[[ Data extract, beginning ]]

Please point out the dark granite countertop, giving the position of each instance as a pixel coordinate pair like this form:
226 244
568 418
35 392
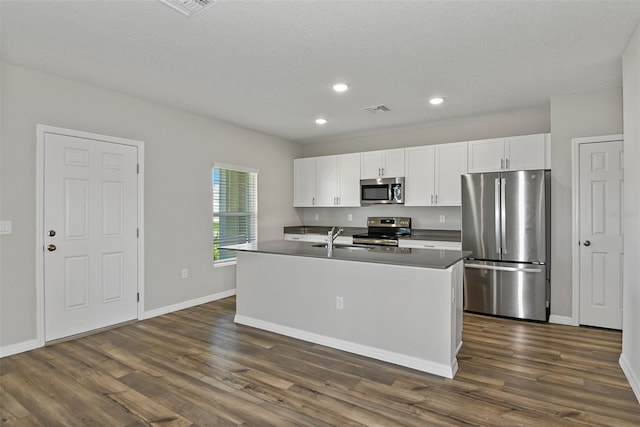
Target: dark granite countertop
322 229
416 234
409 257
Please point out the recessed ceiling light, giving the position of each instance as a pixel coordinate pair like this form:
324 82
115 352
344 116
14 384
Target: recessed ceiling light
340 87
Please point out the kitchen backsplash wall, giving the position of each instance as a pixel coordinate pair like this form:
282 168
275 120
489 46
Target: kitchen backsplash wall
421 217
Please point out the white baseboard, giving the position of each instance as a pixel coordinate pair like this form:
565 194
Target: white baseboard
187 304
632 377
563 320
20 347
363 350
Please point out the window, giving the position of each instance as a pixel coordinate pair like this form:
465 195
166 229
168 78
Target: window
235 209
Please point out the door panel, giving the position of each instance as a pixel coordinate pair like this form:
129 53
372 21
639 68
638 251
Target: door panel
524 237
506 289
90 223
480 227
601 190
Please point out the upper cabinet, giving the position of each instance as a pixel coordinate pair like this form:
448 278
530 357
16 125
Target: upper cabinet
304 182
433 174
382 164
327 181
512 153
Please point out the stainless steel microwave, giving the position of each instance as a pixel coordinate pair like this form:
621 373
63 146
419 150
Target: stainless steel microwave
381 190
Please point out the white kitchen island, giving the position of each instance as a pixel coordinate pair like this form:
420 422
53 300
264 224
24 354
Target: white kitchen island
398 305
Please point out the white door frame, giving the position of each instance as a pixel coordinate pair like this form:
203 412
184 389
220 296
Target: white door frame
41 130
575 237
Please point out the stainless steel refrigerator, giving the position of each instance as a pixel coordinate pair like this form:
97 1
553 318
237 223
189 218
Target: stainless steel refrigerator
506 223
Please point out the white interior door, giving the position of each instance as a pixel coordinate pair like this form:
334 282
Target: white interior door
91 225
601 190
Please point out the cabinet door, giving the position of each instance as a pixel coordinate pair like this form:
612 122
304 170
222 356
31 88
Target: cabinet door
304 182
419 182
326 181
450 163
393 163
486 155
371 164
349 179
525 152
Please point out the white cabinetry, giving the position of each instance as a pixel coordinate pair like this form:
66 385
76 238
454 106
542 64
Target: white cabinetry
504 154
382 164
304 182
433 174
327 181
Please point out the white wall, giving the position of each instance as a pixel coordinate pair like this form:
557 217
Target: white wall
180 149
573 116
630 358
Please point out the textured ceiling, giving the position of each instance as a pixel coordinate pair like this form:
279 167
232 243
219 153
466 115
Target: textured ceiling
269 65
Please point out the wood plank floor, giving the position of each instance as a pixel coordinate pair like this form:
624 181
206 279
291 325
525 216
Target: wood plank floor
196 367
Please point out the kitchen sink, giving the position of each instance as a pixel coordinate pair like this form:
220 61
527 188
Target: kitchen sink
347 247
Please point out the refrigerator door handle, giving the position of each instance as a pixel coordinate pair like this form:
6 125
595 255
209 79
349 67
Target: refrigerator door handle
512 269
503 214
497 216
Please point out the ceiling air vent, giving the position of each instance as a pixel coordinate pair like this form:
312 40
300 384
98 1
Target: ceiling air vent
378 109
189 7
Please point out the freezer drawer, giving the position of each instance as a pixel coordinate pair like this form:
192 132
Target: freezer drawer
507 289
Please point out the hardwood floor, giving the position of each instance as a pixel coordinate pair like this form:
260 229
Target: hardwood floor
197 367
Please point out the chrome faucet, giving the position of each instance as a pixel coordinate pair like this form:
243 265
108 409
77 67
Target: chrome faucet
332 235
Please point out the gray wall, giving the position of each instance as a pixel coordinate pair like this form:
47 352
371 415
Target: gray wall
180 150
573 116
570 116
490 126
523 122
630 358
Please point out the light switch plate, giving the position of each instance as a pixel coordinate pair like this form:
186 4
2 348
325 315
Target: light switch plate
5 227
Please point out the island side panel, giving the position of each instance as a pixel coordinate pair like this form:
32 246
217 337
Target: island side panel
406 315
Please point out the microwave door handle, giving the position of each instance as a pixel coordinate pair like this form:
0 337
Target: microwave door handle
496 213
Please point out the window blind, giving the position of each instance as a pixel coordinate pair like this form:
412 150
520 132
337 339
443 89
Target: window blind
235 209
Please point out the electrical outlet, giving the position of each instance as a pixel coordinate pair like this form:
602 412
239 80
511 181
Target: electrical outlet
5 227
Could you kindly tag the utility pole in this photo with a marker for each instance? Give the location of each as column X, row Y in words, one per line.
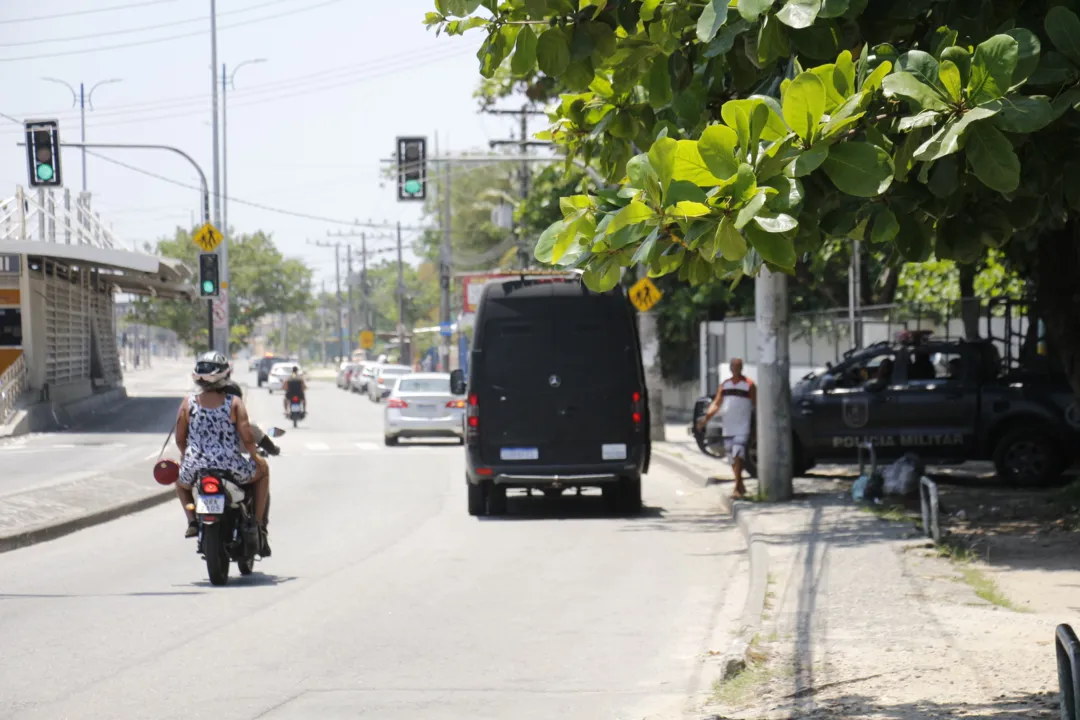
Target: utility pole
column 774, row 461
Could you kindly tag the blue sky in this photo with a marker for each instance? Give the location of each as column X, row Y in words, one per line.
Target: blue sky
column 307, row 128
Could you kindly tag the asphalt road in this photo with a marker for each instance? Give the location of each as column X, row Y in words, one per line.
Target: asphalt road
column 382, row 599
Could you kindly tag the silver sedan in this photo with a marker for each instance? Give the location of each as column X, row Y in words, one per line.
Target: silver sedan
column 421, row 405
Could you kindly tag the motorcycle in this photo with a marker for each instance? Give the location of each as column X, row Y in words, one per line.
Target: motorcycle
column 228, row 528
column 710, row 438
column 296, row 410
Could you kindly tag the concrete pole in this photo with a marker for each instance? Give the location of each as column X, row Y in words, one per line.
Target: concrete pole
column 774, row 462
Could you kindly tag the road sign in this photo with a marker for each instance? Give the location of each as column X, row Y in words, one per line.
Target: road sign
column 207, row 238
column 645, row 295
column 220, row 303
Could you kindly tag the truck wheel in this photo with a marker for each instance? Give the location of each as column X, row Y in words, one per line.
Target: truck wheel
column 496, row 499
column 477, row 498
column 630, row 496
column 1025, row 458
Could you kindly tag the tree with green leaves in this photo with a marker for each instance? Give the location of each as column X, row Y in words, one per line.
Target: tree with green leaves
column 261, row 282
column 748, row 133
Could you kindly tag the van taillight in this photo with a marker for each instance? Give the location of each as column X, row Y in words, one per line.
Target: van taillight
column 472, row 420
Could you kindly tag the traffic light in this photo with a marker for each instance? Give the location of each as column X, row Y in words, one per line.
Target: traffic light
column 43, row 152
column 412, row 171
column 208, row 277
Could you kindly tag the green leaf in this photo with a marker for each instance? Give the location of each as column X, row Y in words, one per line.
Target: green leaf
column 948, row 139
column 991, row 157
column 773, row 247
column 750, row 209
column 712, row 17
column 688, row 208
column 833, row 8
column 908, row 85
column 662, row 159
column 991, row 68
column 603, row 277
column 659, row 83
column 799, row 13
column 885, row 227
column 717, row 147
column 525, row 52
column 949, row 75
column 809, row 161
column 1021, row 113
column 859, row 168
column 1063, row 26
column 553, row 52
column 779, row 222
column 731, row 244
column 804, row 104
column 682, row 191
column 1028, row 49
column 751, row 10
column 689, row 165
column 633, row 214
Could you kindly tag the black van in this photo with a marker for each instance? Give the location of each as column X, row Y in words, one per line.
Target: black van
column 556, row 395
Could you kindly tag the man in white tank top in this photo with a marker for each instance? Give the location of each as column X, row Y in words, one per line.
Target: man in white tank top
column 734, row 401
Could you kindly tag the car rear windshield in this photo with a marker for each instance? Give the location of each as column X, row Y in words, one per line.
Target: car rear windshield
column 424, row 385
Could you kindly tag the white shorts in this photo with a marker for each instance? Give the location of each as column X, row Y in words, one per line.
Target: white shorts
column 734, row 446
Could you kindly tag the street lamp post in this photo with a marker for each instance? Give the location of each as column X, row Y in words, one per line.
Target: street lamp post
column 82, row 98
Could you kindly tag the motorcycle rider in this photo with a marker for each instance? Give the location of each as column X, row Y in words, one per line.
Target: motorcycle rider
column 294, row 388
column 212, row 430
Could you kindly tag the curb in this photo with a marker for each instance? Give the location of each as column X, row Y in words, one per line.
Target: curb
column 753, row 613
column 48, row 532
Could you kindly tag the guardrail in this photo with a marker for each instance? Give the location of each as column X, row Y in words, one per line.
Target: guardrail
column 12, row 386
column 931, row 512
column 1068, row 670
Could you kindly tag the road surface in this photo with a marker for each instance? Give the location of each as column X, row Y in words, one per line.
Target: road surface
column 382, row 599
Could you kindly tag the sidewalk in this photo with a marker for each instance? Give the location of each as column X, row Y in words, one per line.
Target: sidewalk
column 862, row 620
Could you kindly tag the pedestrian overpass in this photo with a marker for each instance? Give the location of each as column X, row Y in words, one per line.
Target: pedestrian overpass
column 59, row 270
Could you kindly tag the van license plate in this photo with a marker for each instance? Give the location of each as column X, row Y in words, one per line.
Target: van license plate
column 520, row 453
column 615, row 451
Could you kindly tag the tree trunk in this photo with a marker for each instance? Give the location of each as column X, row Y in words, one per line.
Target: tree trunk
column 969, row 303
column 1057, row 296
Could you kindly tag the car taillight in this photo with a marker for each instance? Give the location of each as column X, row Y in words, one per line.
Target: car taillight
column 472, row 420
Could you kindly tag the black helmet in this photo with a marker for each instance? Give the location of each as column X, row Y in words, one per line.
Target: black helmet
column 212, row 368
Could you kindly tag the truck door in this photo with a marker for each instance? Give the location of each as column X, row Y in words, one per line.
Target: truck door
column 853, row 407
column 936, row 399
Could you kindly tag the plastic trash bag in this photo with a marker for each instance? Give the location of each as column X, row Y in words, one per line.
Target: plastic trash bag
column 902, row 477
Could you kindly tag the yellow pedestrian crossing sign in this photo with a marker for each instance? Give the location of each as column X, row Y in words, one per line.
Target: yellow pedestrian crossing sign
column 207, row 238
column 645, row 295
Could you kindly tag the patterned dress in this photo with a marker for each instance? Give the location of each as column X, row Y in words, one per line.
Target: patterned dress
column 214, row 443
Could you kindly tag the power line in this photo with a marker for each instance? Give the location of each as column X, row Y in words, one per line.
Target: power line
column 145, row 28
column 260, row 206
column 166, row 38
column 133, row 5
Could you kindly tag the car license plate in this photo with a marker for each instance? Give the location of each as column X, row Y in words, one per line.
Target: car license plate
column 520, row 453
column 613, row 451
column 210, row 504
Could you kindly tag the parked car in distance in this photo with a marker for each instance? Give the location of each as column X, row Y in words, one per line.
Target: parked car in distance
column 280, row 372
column 421, row 405
column 382, row 379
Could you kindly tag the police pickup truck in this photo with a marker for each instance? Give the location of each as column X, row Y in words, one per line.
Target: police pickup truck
column 949, row 402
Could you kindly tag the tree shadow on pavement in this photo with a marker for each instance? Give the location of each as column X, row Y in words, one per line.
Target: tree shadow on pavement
column 1023, row 706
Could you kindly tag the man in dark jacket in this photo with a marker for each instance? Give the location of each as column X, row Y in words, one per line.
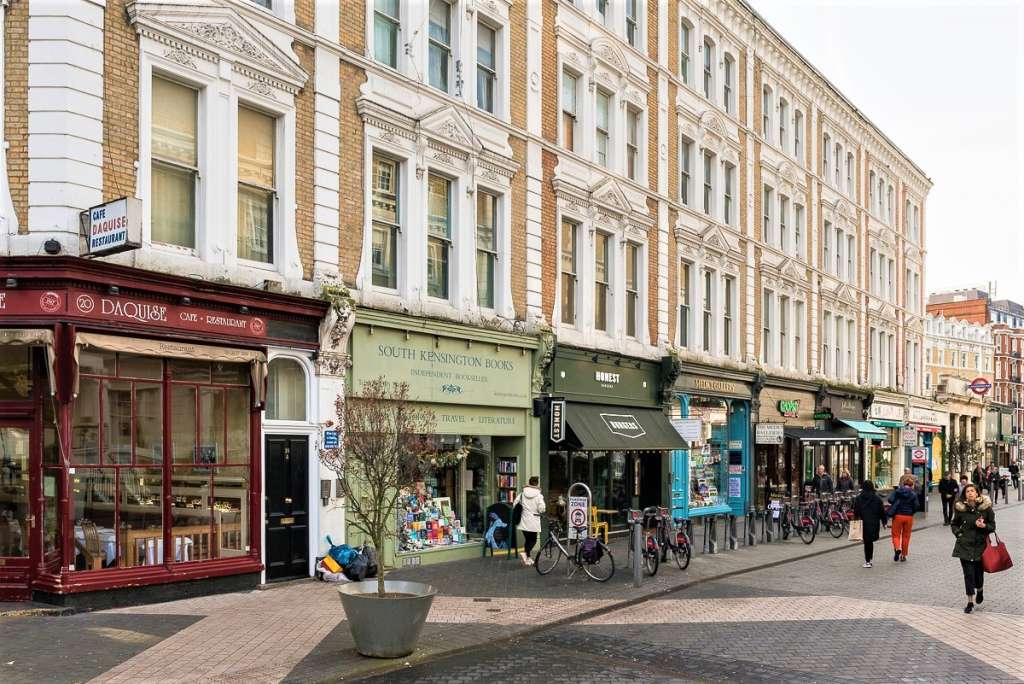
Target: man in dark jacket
column 948, row 488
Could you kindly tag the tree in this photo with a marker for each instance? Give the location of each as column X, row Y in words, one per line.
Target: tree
column 385, row 450
column 963, row 454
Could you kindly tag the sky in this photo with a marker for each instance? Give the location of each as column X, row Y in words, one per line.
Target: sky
column 944, row 81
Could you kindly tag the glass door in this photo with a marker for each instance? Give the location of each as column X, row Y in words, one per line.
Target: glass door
column 16, row 521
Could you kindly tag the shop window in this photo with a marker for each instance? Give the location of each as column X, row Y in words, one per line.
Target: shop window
column 257, row 194
column 118, row 424
column 286, row 395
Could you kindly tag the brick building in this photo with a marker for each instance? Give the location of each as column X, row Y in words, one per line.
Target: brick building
column 496, row 197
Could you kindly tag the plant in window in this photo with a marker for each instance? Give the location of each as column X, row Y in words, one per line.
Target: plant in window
column 385, row 450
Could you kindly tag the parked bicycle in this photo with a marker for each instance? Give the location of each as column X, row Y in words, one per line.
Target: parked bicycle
column 672, row 538
column 650, row 551
column 587, row 552
column 797, row 517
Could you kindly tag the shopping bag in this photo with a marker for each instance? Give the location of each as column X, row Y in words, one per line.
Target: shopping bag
column 995, row 558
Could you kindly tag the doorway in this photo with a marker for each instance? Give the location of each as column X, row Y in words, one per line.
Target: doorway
column 287, row 498
column 16, row 521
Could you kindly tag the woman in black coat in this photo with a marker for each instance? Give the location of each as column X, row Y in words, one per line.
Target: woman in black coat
column 867, row 508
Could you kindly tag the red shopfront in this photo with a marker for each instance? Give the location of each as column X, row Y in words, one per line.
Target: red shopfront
column 130, row 436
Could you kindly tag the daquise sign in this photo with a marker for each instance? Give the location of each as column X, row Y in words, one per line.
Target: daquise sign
column 114, row 226
column 624, row 424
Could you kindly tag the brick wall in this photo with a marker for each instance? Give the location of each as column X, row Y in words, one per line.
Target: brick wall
column 304, row 160
column 16, row 107
column 549, row 236
column 304, row 12
column 549, row 67
column 120, row 102
column 352, row 32
column 518, row 256
column 350, row 179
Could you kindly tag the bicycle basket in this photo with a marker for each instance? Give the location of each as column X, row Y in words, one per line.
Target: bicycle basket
column 590, row 551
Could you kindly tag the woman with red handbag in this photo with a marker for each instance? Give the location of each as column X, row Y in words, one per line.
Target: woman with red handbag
column 972, row 524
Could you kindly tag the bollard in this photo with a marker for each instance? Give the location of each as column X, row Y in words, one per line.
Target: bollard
column 637, row 550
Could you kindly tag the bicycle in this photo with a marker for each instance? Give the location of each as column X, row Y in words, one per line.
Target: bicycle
column 599, row 566
column 650, row 552
column 796, row 519
column 672, row 538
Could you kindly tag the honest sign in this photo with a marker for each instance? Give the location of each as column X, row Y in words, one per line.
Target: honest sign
column 114, row 226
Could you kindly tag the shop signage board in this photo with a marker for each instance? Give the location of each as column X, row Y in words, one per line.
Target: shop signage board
column 557, row 420
column 688, row 428
column 578, row 515
column 114, row 226
column 768, row 433
column 442, row 370
column 980, row 386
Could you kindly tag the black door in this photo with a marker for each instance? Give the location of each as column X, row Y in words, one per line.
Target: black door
column 287, row 507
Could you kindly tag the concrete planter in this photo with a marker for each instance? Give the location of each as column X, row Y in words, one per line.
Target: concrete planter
column 386, row 627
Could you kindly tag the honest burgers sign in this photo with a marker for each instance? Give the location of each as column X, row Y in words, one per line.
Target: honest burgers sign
column 626, row 425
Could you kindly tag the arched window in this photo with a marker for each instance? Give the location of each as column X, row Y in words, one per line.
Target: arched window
column 286, row 392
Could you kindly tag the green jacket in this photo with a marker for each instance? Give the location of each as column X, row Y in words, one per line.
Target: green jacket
column 970, row 538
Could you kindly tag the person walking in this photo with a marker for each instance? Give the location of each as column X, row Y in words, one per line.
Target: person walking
column 531, row 501
column 948, row 489
column 867, row 508
column 972, row 524
column 903, row 504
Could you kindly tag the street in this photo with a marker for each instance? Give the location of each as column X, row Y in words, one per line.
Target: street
column 747, row 615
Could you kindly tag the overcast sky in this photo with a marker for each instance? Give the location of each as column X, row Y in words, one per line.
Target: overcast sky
column 944, row 80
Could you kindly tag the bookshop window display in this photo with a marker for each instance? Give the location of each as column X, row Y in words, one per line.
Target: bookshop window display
column 128, row 411
column 450, row 507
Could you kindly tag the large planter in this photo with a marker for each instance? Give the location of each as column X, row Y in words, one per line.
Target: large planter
column 386, row 627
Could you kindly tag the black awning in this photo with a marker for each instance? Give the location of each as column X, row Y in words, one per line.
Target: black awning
column 600, row 428
column 814, row 436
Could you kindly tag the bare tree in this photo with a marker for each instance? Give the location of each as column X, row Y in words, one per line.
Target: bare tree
column 385, row 450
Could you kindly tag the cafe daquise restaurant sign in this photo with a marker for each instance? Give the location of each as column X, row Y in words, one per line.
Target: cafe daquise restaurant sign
column 446, row 372
column 118, row 308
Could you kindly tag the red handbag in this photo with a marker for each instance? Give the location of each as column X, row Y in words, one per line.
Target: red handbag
column 995, row 558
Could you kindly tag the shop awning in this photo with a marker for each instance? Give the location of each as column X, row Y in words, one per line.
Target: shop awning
column 865, row 430
column 601, row 428
column 812, row 435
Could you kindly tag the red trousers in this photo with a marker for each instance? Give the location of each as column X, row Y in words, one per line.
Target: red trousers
column 902, row 524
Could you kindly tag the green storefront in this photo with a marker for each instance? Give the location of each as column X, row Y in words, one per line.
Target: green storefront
column 478, row 385
column 616, row 439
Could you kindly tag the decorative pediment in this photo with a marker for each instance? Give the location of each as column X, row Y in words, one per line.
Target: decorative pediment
column 450, row 125
column 218, row 32
column 608, row 52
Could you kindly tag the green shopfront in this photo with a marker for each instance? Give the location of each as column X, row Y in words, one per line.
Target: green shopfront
column 616, row 439
column 478, row 385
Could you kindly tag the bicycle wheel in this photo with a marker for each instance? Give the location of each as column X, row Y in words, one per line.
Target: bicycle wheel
column 603, row 568
column 682, row 554
column 547, row 558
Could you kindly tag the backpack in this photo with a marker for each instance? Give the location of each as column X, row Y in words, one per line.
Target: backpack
column 590, row 551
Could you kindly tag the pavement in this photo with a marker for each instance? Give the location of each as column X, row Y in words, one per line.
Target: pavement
column 784, row 611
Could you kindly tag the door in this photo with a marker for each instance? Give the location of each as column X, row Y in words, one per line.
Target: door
column 286, row 469
column 17, row 524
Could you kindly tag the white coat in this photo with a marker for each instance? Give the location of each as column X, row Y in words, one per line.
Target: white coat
column 532, row 507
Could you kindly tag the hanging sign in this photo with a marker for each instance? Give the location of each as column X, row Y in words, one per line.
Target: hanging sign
column 768, row 433
column 557, row 420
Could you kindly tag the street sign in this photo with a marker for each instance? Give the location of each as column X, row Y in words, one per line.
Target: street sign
column 980, row 386
column 578, row 516
column 557, row 420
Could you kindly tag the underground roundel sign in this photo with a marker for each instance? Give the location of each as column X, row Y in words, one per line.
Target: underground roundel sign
column 624, row 424
column 980, row 386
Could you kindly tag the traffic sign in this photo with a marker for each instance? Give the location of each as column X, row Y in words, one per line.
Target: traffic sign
column 980, row 386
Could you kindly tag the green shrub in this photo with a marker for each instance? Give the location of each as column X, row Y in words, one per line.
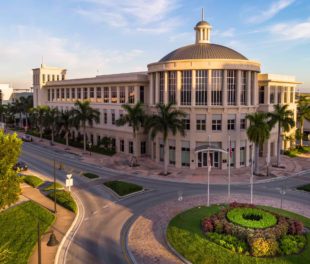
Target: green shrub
column 90, row 175
column 292, row 244
column 34, row 181
column 263, row 247
column 251, row 217
column 230, row 242
column 64, row 199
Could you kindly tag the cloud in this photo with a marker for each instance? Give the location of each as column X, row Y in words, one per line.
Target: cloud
column 291, row 31
column 139, row 14
column 270, row 12
column 26, row 50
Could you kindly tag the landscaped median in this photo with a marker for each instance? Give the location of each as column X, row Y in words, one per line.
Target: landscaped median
column 225, row 234
column 123, row 188
column 18, row 234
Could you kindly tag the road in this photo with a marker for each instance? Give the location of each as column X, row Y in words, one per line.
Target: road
column 103, row 221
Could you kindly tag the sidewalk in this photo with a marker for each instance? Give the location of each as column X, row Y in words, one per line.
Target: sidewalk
column 150, row 169
column 64, row 219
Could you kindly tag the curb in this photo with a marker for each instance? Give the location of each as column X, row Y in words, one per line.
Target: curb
column 56, row 261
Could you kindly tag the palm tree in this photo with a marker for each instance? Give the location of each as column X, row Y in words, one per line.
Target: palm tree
column 134, row 117
column 65, row 124
column 303, row 113
column 285, row 120
column 51, row 121
column 166, row 120
column 38, row 115
column 258, row 132
column 84, row 114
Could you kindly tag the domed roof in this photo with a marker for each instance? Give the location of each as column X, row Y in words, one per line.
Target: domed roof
column 203, row 51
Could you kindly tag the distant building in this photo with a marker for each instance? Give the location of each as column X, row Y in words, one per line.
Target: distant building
column 216, row 86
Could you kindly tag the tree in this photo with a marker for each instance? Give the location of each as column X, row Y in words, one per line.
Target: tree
column 258, row 132
column 84, row 115
column 165, row 121
column 303, row 113
column 51, row 120
column 38, row 116
column 134, row 117
column 285, row 120
column 10, row 148
column 65, row 124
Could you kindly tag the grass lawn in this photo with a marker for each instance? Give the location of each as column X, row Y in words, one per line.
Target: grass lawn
column 50, row 187
column 65, row 199
column 304, row 188
column 19, row 230
column 90, row 175
column 123, row 188
column 34, row 181
column 185, row 235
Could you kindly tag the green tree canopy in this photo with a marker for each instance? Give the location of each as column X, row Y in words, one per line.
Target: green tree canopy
column 10, row 148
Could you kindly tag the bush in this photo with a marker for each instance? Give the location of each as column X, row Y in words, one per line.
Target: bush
column 64, row 199
column 262, row 247
column 292, row 244
column 251, row 217
column 32, row 180
column 230, row 242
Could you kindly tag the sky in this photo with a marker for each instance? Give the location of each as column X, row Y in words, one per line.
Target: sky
column 91, row 37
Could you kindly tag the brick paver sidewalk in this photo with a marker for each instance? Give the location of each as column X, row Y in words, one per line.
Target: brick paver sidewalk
column 64, row 219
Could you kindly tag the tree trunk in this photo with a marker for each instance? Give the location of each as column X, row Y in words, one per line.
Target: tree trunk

[[ Data extract, end ]]

▶ _What to produce_: Find the line with "Could you kindly tag the brick paver" in the listing. Reproduce it and all the lines after it, exactly, through the last line.

▶ _Exercise output_:
Could you kindly tag the brick paver sidewalk in this photo with a marker for each instance? Give the location of each as column X, row Y in words, one per line.
Target: brick paver sidewalk
column 64, row 219
Could you kindly tag the tree trunk in this photo with a marker for each instance? Give the location of each as column X, row Y in words, one per line.
Target: tree trunk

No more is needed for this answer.